▶ [Text block]
________

I am taking SEO of our website to another level. I read a lot about it and study all aspects of how to properly handle multiple domains and languages. For now we use three domain names www.myurl.eu, www.myurl.de and www.myotherurl.com.

All sites were pointed to the same content on the same server. I have soon learned that having multiple domains is not a good practice (good reading regarding this: http://www.seo.com/blog/multiple-domains-seo/). OK I solved this as suggested by SEO and Google experts, to pick one primary domain and do a 301 permanent redirect from other domains! OK solved!

BUT! Then I attended on an technical SEO brief in UK, where a SEO guy was speaking about local search and how UK Google search will prefer .co.uk domains. And as it turns out he was correct. Also the link I have posted above there is also a paragraph regarding this:

Country Specific Domains

This is less of a tactic, and more of a “must do,” and is therefore my exception to multiple domains. It’s an exception because all of the problems above do not apply when you get into other countries. In fact, in order to have the best results in international SEO, you’ll need to have a country specific TLD (or top level domain). For example, if you’re doing business in England, you will have a hard time ranking without a .co.uk domain. You can still rank without a country level TLD, but it’s an uphill battle. And by uphill, I mean Rocky Mountains-type uphill.

Q1: So OK, to rank high for my business in UK I will need a www.myurl.co.uk. I have bought one. Now question that arises from this. Is a www.myurl.co.uk again a 301 redirect to my primary domain or not? How should I handle this?

Q2: Then there is a multilingual aspect of all this. My site is build in a way so Language sites are altered with an /lang/ code in url. Example:

  • www.myurl.eu/en/products -> english products site
  • www.myurl.eu/de/products -> same site in german
  • www.myotherurl.com/en/products -> 301 redirect to www.myurl.eu/en/products

So now what to do with my country specific domains www.myurl.co.uk and www.myurl.de? Should these be 301 redirects to main domains like www.myurl.co.uk -> www.myurl.eu/en/ and www.myurl.de -> www.myurl.eu/de/? Is this the right way to go with?

________

▶ [Stored data]
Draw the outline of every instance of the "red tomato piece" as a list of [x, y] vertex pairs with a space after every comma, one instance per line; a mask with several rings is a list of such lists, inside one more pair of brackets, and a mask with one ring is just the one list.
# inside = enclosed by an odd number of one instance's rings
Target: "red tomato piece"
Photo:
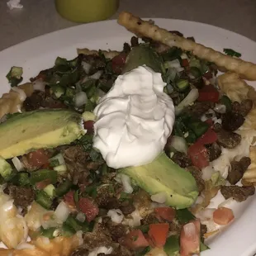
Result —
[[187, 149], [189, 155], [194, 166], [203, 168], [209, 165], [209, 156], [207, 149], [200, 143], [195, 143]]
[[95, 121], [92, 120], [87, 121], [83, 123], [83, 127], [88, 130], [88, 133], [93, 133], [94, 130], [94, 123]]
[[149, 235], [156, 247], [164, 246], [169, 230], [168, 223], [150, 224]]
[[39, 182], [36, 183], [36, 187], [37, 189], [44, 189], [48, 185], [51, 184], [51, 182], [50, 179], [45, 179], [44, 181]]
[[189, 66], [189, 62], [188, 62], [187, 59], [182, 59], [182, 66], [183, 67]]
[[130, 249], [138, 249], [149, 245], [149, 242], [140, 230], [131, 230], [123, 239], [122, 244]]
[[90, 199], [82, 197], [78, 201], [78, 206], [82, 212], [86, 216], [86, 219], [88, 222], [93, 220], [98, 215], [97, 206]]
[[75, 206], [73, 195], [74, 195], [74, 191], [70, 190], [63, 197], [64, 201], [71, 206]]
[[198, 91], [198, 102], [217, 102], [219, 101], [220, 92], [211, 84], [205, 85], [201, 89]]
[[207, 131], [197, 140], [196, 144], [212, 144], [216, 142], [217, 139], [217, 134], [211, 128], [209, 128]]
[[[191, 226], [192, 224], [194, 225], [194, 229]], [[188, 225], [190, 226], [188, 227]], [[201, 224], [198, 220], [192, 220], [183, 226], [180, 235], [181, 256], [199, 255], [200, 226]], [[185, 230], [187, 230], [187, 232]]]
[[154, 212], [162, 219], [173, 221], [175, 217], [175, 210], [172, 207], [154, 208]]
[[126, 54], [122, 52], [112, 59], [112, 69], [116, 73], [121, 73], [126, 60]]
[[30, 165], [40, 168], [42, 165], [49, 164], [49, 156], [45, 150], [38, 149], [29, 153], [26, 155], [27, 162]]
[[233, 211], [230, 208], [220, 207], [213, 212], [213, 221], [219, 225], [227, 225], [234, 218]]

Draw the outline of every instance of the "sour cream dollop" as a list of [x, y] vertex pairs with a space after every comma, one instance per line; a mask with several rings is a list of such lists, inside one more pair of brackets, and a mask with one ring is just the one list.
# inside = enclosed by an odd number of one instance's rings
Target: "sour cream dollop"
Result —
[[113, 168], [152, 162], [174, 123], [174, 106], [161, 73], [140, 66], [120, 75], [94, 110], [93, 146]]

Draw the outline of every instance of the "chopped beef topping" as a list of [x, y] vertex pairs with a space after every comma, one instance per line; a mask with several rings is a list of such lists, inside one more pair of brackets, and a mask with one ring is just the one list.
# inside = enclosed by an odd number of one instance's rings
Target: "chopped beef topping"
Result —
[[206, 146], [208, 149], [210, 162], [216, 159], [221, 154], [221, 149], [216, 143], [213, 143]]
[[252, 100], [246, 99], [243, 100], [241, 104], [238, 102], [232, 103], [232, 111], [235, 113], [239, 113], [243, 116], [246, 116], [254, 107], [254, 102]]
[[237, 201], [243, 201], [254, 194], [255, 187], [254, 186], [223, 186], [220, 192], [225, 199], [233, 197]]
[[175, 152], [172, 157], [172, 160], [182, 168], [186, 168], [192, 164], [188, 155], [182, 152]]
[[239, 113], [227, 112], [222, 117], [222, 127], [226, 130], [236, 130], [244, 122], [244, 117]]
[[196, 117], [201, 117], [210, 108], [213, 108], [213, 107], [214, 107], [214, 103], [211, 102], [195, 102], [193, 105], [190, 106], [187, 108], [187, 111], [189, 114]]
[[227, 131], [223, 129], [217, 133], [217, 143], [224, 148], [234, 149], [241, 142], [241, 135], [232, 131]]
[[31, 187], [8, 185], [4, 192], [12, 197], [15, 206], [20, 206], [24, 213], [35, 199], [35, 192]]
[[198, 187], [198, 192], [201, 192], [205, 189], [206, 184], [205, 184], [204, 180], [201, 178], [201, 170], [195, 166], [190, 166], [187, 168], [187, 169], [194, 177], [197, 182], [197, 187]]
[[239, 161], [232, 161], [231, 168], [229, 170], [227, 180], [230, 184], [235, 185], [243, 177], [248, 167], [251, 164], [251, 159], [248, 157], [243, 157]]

________

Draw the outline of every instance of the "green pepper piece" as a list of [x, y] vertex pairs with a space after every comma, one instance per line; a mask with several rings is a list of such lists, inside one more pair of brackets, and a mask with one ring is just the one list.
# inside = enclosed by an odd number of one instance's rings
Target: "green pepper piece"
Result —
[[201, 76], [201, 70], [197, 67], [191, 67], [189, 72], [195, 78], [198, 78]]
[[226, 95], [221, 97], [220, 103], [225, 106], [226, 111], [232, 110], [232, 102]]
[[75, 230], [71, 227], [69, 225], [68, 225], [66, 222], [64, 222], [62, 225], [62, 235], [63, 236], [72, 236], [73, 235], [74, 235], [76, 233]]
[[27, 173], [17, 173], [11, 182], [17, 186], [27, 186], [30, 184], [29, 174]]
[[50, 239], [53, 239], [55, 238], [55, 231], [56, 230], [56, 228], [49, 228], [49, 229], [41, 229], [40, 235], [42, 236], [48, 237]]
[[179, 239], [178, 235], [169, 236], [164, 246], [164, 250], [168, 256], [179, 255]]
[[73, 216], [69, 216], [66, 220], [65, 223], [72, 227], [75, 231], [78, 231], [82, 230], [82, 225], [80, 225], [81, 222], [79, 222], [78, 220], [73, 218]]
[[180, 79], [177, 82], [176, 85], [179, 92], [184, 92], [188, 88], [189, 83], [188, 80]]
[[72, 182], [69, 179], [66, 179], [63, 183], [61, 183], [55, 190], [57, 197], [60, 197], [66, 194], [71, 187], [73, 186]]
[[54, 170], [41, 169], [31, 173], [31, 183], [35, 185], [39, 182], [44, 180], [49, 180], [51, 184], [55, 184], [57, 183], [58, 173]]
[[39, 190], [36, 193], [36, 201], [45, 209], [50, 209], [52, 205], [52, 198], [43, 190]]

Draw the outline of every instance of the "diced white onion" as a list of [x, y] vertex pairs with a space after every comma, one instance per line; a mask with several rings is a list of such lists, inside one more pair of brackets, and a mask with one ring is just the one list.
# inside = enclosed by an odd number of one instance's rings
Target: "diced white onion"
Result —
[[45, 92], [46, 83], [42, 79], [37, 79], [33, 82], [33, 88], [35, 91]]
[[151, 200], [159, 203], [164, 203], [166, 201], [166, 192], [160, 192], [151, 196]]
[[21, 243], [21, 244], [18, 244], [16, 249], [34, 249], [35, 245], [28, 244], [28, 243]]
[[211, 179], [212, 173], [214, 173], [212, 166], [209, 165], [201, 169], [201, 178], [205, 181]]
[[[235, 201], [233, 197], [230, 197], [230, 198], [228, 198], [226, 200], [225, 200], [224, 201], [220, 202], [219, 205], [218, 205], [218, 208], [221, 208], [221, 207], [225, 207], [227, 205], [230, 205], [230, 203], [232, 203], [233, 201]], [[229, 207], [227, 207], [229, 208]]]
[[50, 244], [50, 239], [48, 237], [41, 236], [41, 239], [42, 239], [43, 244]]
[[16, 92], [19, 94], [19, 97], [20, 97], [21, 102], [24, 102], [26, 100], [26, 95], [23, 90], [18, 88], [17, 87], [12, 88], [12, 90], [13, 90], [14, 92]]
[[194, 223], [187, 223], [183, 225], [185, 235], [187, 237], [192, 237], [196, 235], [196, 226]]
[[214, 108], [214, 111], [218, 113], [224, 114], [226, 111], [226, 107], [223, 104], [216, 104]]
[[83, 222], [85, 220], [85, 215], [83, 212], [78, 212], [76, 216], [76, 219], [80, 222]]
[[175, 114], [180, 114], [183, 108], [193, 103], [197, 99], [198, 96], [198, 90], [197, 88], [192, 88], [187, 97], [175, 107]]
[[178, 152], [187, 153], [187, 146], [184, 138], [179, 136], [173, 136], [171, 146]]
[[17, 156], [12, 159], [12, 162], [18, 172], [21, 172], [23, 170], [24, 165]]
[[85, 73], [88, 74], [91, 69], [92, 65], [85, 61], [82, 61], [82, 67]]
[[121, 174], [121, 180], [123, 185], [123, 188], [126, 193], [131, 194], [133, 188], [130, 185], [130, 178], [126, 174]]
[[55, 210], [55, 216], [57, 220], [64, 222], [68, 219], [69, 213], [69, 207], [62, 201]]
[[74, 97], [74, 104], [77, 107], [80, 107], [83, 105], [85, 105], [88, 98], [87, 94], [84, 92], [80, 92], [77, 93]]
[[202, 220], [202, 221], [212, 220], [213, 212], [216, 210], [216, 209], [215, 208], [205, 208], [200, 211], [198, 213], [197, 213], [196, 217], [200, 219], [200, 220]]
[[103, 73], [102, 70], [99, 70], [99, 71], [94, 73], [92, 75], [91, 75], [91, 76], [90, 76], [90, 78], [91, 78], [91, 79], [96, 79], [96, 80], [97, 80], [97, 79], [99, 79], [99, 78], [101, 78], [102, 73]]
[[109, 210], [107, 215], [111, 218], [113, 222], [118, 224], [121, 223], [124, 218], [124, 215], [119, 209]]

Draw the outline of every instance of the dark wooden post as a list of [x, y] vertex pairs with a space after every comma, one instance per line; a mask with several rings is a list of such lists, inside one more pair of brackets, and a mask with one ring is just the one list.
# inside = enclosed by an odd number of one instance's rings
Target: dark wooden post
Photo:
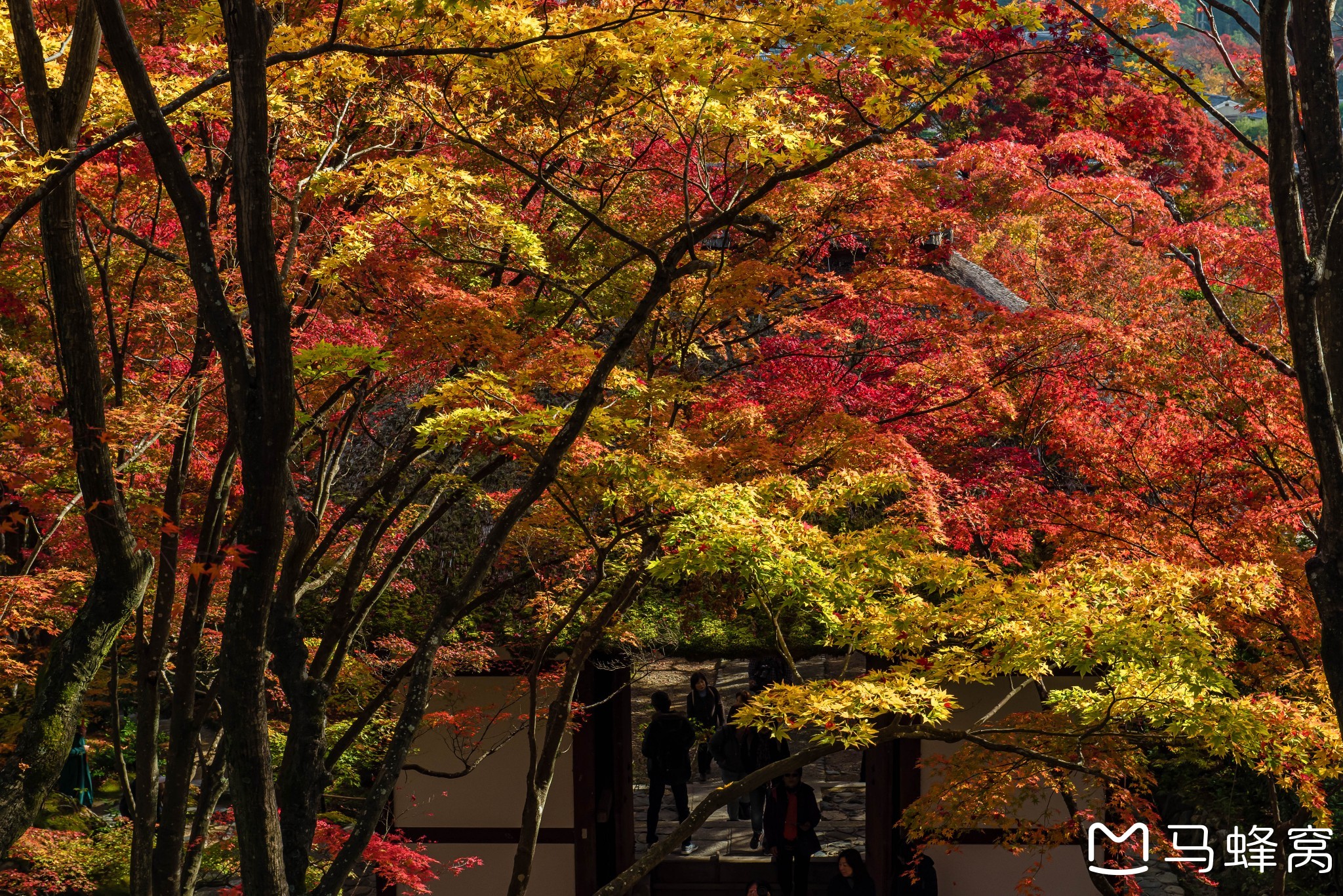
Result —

________

▶ [Work instructions] Reproduce the stretch of the post on SEO for multiple domains from "Q2: Then there" through "to go with?", swapping "main domains" for "primary domains".

▶ [Complete output]
Q2: Then there is a multilingual aspect of all this. My site is build in a way so Language sites are altered with an /lang/ code in url. Example:

  • www.myurl.eu/en/products -> english products site
  • www.myurl.eu/de/products -> same site in german
  • www.myotherurl.com/en/products -> 301 redirect to www.myurl.eu/en/products

So now what to do with my country specific domains www.myurl.co.uk and www.myurl.de? Should these be 301 redirects to primary domains like www.myurl.co.uk -> www.myurl.eu/en/ and www.myurl.de -> www.myurl.eu/de/? Is this the right way to go with?